--- Material provided ---
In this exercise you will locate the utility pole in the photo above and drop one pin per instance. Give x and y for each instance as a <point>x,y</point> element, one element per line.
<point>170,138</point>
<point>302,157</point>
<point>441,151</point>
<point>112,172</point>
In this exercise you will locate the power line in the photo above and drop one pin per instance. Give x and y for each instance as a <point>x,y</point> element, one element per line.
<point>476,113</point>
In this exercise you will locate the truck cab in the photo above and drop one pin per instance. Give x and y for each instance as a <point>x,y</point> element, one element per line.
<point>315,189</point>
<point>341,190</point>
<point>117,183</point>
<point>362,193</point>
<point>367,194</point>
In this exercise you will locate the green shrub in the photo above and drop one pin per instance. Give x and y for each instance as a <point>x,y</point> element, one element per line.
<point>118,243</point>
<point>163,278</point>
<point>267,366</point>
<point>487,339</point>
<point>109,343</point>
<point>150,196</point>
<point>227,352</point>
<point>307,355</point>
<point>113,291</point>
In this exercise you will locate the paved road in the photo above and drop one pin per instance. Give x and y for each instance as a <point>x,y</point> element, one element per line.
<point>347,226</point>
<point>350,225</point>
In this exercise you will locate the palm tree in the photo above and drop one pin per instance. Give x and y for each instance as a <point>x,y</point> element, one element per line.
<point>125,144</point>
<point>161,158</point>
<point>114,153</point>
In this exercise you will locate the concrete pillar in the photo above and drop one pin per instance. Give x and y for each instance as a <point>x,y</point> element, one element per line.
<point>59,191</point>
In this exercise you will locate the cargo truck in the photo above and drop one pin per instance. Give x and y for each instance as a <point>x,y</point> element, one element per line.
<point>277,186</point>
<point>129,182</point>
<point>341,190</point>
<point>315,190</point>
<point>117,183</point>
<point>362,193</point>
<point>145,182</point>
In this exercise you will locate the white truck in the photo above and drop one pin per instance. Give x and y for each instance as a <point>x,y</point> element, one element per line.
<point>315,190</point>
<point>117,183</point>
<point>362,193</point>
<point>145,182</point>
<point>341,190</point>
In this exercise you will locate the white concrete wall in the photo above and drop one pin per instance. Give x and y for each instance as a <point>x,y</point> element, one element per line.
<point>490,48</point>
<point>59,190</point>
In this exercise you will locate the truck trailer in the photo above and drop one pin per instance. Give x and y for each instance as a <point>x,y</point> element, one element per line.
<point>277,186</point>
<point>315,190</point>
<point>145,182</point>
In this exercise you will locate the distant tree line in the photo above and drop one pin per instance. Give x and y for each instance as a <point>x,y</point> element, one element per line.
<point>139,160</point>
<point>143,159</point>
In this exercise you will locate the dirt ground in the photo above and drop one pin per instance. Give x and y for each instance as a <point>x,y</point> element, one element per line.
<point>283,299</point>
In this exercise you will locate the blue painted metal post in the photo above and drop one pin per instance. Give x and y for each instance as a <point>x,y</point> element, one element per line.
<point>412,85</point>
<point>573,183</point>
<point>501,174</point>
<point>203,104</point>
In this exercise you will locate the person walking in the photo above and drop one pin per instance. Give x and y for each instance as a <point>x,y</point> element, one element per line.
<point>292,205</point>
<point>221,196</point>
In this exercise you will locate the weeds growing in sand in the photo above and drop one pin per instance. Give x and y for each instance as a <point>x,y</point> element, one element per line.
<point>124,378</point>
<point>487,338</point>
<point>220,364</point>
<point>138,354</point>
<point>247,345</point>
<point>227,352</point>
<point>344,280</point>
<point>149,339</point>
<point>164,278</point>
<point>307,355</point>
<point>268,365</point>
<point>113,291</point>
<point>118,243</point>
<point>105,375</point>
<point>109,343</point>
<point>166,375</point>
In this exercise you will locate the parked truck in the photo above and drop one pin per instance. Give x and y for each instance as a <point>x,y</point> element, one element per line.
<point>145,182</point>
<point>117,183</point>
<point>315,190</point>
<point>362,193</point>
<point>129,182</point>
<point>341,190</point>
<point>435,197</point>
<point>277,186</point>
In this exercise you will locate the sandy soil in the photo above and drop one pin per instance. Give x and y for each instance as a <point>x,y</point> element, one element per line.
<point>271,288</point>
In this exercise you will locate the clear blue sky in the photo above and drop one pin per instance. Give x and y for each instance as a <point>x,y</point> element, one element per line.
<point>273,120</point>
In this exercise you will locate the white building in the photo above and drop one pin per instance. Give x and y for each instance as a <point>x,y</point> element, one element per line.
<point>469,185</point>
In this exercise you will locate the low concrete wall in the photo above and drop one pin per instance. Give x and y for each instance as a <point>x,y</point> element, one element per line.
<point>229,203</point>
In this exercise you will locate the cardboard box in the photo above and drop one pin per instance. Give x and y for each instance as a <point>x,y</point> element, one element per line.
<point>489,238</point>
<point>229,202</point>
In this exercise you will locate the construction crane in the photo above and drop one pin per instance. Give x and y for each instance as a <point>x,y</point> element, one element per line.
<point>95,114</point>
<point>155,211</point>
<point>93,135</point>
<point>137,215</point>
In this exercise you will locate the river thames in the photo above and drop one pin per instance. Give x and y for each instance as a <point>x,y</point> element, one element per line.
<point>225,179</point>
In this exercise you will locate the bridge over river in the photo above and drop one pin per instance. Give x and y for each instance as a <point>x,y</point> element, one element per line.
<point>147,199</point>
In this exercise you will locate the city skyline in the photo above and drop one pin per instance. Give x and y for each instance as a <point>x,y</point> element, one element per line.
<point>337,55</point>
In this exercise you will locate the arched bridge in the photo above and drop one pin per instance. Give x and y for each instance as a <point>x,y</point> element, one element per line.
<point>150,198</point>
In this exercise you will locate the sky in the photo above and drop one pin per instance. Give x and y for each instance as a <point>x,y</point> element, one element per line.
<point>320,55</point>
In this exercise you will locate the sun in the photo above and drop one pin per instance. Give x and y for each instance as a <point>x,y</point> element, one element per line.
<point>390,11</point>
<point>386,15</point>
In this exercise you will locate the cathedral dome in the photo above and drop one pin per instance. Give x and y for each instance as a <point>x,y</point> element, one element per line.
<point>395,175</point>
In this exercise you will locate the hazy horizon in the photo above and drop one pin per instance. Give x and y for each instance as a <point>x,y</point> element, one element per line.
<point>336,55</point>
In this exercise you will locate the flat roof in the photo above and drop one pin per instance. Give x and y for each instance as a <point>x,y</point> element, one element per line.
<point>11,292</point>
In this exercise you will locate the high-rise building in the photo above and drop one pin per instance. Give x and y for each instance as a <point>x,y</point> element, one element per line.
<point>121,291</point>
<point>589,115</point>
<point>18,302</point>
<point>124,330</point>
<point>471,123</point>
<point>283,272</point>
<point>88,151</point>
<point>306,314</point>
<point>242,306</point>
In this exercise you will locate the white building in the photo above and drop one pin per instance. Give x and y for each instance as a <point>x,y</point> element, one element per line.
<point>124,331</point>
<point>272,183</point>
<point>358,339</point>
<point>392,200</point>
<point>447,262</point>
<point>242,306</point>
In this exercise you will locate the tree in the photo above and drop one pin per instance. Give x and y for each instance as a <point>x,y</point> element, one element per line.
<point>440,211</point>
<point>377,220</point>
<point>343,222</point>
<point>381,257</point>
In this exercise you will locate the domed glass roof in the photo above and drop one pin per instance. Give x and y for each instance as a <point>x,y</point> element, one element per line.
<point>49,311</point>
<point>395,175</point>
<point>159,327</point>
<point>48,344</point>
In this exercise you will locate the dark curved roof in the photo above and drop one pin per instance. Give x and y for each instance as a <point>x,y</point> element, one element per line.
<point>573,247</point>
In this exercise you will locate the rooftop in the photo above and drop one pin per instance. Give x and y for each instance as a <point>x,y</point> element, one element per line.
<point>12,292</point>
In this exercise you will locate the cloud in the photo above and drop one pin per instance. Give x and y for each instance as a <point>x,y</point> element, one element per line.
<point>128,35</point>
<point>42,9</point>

--- Exercise brief ---
For each line shown above, write an exact copy.

--- Response ---
In this exercise you will locate the utility pole in the photo above and drop one pin per instance. Give x and y for each instance as a <point>x,y</point> element, one element per line.
<point>170,138</point>
<point>302,157</point>
<point>441,151</point>
<point>112,172</point>
In this exercise you will locate the power line in the photo above and drop one pin per instance. Give x and y for each instance as a <point>x,y</point> element, one element per line.
<point>476,113</point>
In this exercise you will locate the truck cab in the photo above and drop one pin per instance. Give x and y for each instance as a <point>x,y</point> element, one element per line.
<point>315,189</point>
<point>341,190</point>
<point>117,183</point>
<point>362,193</point>
<point>367,194</point>
In this exercise you will locate the green shrub in the photo above and drop one pin per instance. Give x and y for each instance as a <point>x,y</point> element, one element per line.
<point>118,243</point>
<point>163,278</point>
<point>267,366</point>
<point>487,339</point>
<point>109,343</point>
<point>150,196</point>
<point>227,352</point>
<point>307,355</point>
<point>113,291</point>
In this exercise you will locate the paved road in the photo above and drop one pin per instance. Give x and y for each instance as a <point>x,y</point> element, one element per line.
<point>347,226</point>
<point>350,225</point>
In this exercise you will locate the palm tree in the photo above and drop one pin per instance. Give x and y for each instance as a <point>x,y</point> element, one element per line.
<point>125,144</point>
<point>161,158</point>
<point>114,153</point>
In this exercise you will locate the concrete pillar in the photo above and drop one pin per instance. Give x and y for each instance as a <point>x,y</point> element, one element per line.
<point>59,191</point>
In this exercise you will locate the cargo truck in the photo above and drop one pin per instance. Give x and y for each instance as a <point>x,y</point> element, one element per line.
<point>277,186</point>
<point>129,182</point>
<point>341,190</point>
<point>315,190</point>
<point>117,183</point>
<point>362,193</point>
<point>145,182</point>
In this exercise you will locate the white truck in the photo above and drop one pin per instance. Give x and y for each instance as a <point>x,y</point> element, one element per line.
<point>315,190</point>
<point>117,183</point>
<point>362,193</point>
<point>145,182</point>
<point>341,190</point>
In this exercise you will locate the white concrete wall in the photo above and drop one pin per instance. Give x and y for each instance as a <point>x,y</point> element, one element per line.
<point>490,48</point>
<point>59,190</point>
In this exercise you will locate the truck trailer in the photo above and drop one pin per instance. Give x and y for each instance as a <point>x,y</point> element, one element per line.
<point>277,186</point>
<point>315,190</point>
<point>145,182</point>
In this exercise you will locate the distant tree line in the photo above and drop one pin per instance. Give x and y for each instance as a <point>x,y</point> element, one element per line.
<point>139,160</point>
<point>143,159</point>
In this exercise you will locate the dirt ground in the photo above and drop one pin per instance. Give x and y for each instance as a <point>x,y</point> element, one element per line.
<point>283,299</point>
In this exercise you will locate the blue painted metal post in the photo above and drop one pin per instance. Give x and y for each instance as a <point>x,y</point> element, one element per line.
<point>412,85</point>
<point>573,183</point>
<point>501,174</point>
<point>203,104</point>
In this exercise you will locate the person walking in the photo above and drop one pin per instance. Give x and y for each instance as a <point>x,y</point> element, one element per line.
<point>292,205</point>
<point>221,196</point>
In this exercise you will locate the weeds growing in sand in the photo above and drop one pin per instance. Give x and y for each instance as a <point>x,y</point> element, one element per line.
<point>124,378</point>
<point>487,338</point>
<point>220,364</point>
<point>138,354</point>
<point>247,345</point>
<point>227,352</point>
<point>344,280</point>
<point>149,339</point>
<point>164,278</point>
<point>307,355</point>
<point>268,365</point>
<point>113,291</point>
<point>118,243</point>
<point>105,375</point>
<point>109,343</point>
<point>166,375</point>
In this exercise you will locate the parked truck in the photo above and drop one pin per instance. Give x and y for each instance as a <point>x,y</point> element, one element per line.
<point>145,182</point>
<point>117,183</point>
<point>315,190</point>
<point>362,193</point>
<point>129,182</point>
<point>341,190</point>
<point>435,197</point>
<point>277,186</point>
In this exercise you will locate the sandy soil in the photo above and drop one pin per instance. Give x and y for each instance as a <point>x,y</point> element, one element per line.
<point>271,288</point>
In this exercise you will locate the clear blue sky in the photo above and drop one pin per instance. Give x and y for each instance as a <point>x,y</point> element, one element per line.
<point>273,120</point>
In this exercise you will locate the white building in the photo above and drop one pin per instance. Give x and y for each instance as a <point>x,y</point> element, one element per line.
<point>469,185</point>
In this exercise you will locate the low concrete wall in the photo above and drop one pin per instance. Give x and y for each instance as a <point>x,y</point> element, one element per line.
<point>229,203</point>
In this exercise you will locate the cardboard box in the photo above and drop one pin per instance. Give x and y for each instance as a <point>x,y</point> element, one element per line.
<point>489,238</point>
<point>229,202</point>
In this exercise you will locate the construction crane in the photo above and drop one pin per instance. Give x and y for each instance as a <point>x,y</point> element, one element per line.
<point>95,114</point>
<point>155,211</point>
<point>93,135</point>
<point>137,215</point>
In this exercise you will locate the river thames in the photo above and drop one pin per instance. Give x and y for each instance as a <point>x,y</point> element, one element per line.
<point>225,179</point>
In this exercise you will locate the bridge over river in the photo above and drop one pin per instance. Give x and y for each instance as a <point>x,y</point> element, one element per line.
<point>147,199</point>
In this exercise you will locate the city skyline in the photo above and drop one pin per instance. Give x and y for each instance as a <point>x,y</point> element, one element per line.
<point>337,55</point>
In this exercise you will locate the arched bridge in the photo above and drop one pin per instance. Give x and y for each instance as a <point>x,y</point> element, one element per line.
<point>150,198</point>
In this exercise you will locate the sky in the photo above and drop one pin per instance. Give x and y for each instance as a <point>x,y</point> element, one element per line.
<point>320,55</point>
In this exercise you will locate the sun in the photo above and drop one pin per instance. Give x and y for each instance as a <point>x,y</point> element, one element per line.
<point>390,11</point>
<point>386,15</point>
In this exercise you will locate the cathedral dome in the photo above and drop one pin per instance. Give x and y for each instance as a <point>x,y</point> element, one element per line.
<point>395,175</point>
In this exercise you will locate the hazy horizon in the photo above and drop one pin per instance. Give x and y for each instance as a <point>x,y</point> element, one element per line.
<point>336,55</point>
In this exercise you will locate the flat roof in the photo above and drop one pin per instance. Give x and y for each instance as a <point>x,y</point> element, one element per line.
<point>11,292</point>
In this exercise you will locate the high-rise building in the photo above and drop one pin per instance. Give x and y for each instance as a <point>x,y</point> element, one element per line.
<point>121,291</point>
<point>589,115</point>
<point>18,302</point>
<point>124,330</point>
<point>471,123</point>
<point>283,272</point>
<point>88,151</point>
<point>306,314</point>
<point>242,306</point>
In this exercise you will locate the white building in the photo above and drop one pin per instance. Give x and y for each instance as a <point>x,y</point> element, one element per line.
<point>124,331</point>
<point>272,183</point>
<point>358,339</point>
<point>392,200</point>
<point>447,262</point>
<point>242,306</point>
In this exercise you will locate the tree in the photo above and drop one pin per instance. Give x and y for each instance as a <point>x,y</point> element, one element per line.
<point>440,211</point>
<point>377,220</point>
<point>343,222</point>
<point>381,257</point>
In this exercise you will locate the domed glass roof in the photo above and drop one pin per instance. Give x and y for each instance as a <point>x,y</point> element, one element per line.
<point>49,311</point>
<point>395,175</point>
<point>159,327</point>
<point>48,344</point>
In this exercise you will locate the dark curved roof in the photo above and drop one pin per instance. Give x and y for each instance as a <point>x,y</point> element, one element per line.
<point>573,247</point>
In this exercise you will locate the rooftop in the photo above and drop one pin per instance. Give x and y for each instance as a <point>x,y</point> element, one element per line.
<point>12,292</point>
In this exercise you will locate the cloud in the photo above and drop one pin per instance. Give x and y for each instance as a <point>x,y</point> element, one element per line.
<point>128,35</point>
<point>42,9</point>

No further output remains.